Data excerpts

%%

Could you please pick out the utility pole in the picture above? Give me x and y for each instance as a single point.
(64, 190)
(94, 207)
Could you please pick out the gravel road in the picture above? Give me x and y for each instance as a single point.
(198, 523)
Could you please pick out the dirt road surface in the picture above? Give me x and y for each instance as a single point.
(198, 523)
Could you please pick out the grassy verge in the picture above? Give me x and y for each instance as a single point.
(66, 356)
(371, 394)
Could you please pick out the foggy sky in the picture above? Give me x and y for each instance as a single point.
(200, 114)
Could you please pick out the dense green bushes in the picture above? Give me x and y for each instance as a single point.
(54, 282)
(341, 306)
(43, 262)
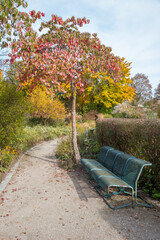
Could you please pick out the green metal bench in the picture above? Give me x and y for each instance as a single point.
(117, 170)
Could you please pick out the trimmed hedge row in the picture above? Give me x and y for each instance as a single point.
(138, 137)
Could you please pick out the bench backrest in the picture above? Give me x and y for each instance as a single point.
(111, 159)
(103, 154)
(133, 170)
(125, 166)
(120, 164)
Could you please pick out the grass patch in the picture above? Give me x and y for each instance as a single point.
(87, 142)
(29, 137)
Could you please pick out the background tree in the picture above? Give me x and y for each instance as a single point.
(105, 93)
(157, 92)
(12, 108)
(143, 88)
(61, 57)
(9, 15)
(45, 108)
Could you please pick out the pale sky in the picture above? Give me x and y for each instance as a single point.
(130, 27)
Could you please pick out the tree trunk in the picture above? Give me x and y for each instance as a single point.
(77, 156)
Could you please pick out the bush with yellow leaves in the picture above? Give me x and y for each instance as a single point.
(44, 107)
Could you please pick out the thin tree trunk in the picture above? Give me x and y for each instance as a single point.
(74, 130)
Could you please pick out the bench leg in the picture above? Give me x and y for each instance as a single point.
(145, 204)
(105, 196)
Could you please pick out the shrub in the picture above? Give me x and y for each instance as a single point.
(90, 115)
(126, 110)
(6, 156)
(139, 138)
(65, 153)
(44, 108)
(12, 108)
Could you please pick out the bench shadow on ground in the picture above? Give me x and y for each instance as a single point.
(139, 223)
(82, 185)
(50, 159)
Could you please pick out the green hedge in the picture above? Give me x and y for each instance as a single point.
(140, 138)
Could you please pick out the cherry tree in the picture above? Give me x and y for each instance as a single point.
(62, 56)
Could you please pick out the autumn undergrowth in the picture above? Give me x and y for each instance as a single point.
(88, 145)
(29, 136)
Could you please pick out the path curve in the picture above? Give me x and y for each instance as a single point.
(44, 202)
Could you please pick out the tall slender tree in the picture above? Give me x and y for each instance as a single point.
(63, 55)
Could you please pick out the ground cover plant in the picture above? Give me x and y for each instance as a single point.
(29, 136)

%%

> _TASK REQUIREMENTS_: Repeat the records in full and exactly, leaving every picture out.

> _EXERCISE OUTPUT_:
Could you please pick out the utility pole in the picture above? Give me x and y for each instance as a single point.
(64, 190)
(94, 207)
Could you please pick out the gravel road in the picture above? Give me x and y for each instance as a single point.
(198, 523)
Could you please pick out the dirt road surface in the picture above? Give me x and y for each instance as a single point.
(198, 523)
Could you please pick out the grassy verge in the picture above? Give me x and y for each instance as a single point.
(66, 356)
(371, 394)
Could you please pick out the foggy sky in the picture above? Give me x and y for each instance as a single point.
(200, 114)
Could you please pick out the dense green bushes in the picture above? Give me x and y for each instance as a single point.
(54, 282)
(341, 306)
(43, 262)
Could you please pick out the green metal bench in the picture above? Give me x and y for each instance as a single point.
(117, 170)
Could you please pick out the trimmed hedge row in the picture above? Give me x and y for each instance as a single point.
(138, 137)
Could you please pick out the bench backrest in the picture above? Give me x and y for each instance as a single point.
(111, 159)
(103, 154)
(133, 170)
(125, 166)
(120, 164)
Could you please pick out the grass patch in the picture above? Give me x and y for each instance as a single point.
(87, 142)
(29, 137)
Could you please pick out the background tree in the picture above? Give me x and y for each instance as a single point.
(105, 93)
(157, 92)
(12, 108)
(143, 88)
(61, 57)
(9, 15)
(45, 108)
Could you please pick out the pale sky in the picture above? Give me x and y for each instance as a single point.
(130, 27)
Could you please pick out the tree trunk in the picture above? Give me x and y for each instance as a single point.
(77, 156)
Could you please pick out the bush with yellow leaves in the picture above? Give me x and y for each instance as a single point.
(44, 107)
Could you please pick out the thin tree trunk in the picture above? Give me x and y for each instance as a single point.
(74, 130)
Could you please pick out the bench leg in the picture above? Give me x and y for each instance as a single point.
(145, 204)
(105, 196)
Could you please pick out the shrub in the picture above? Give me x and y for each instance as a single point.
(90, 115)
(126, 110)
(6, 156)
(139, 138)
(65, 153)
(44, 108)
(12, 108)
Could you please pick out the bench shadow on ground in the picture above? Give me x and y for each instance as a single point.
(139, 223)
(82, 185)
(50, 159)
Could you please pick out the green hedge in the picture above? Give me x and y for each instance as a single point.
(140, 138)
Could you please pick out the cherry tree in the picture above? Give me x and y for each instance as a single point.
(62, 56)
Could you please pick out the autumn undergrowth in the picture above? Give me x and y for each instance as a single point.
(88, 145)
(29, 136)
Could you please pick out the path curve in the picture above? Give me x and y for each instance as a single point.
(44, 202)
Could you please pick out the tall slender tree in the picture above? Give me x and y for each instance as a single point.
(63, 55)
Could you please pick out the ground cover plant in the picture above? Give me x and y for each instance as a single point.
(29, 136)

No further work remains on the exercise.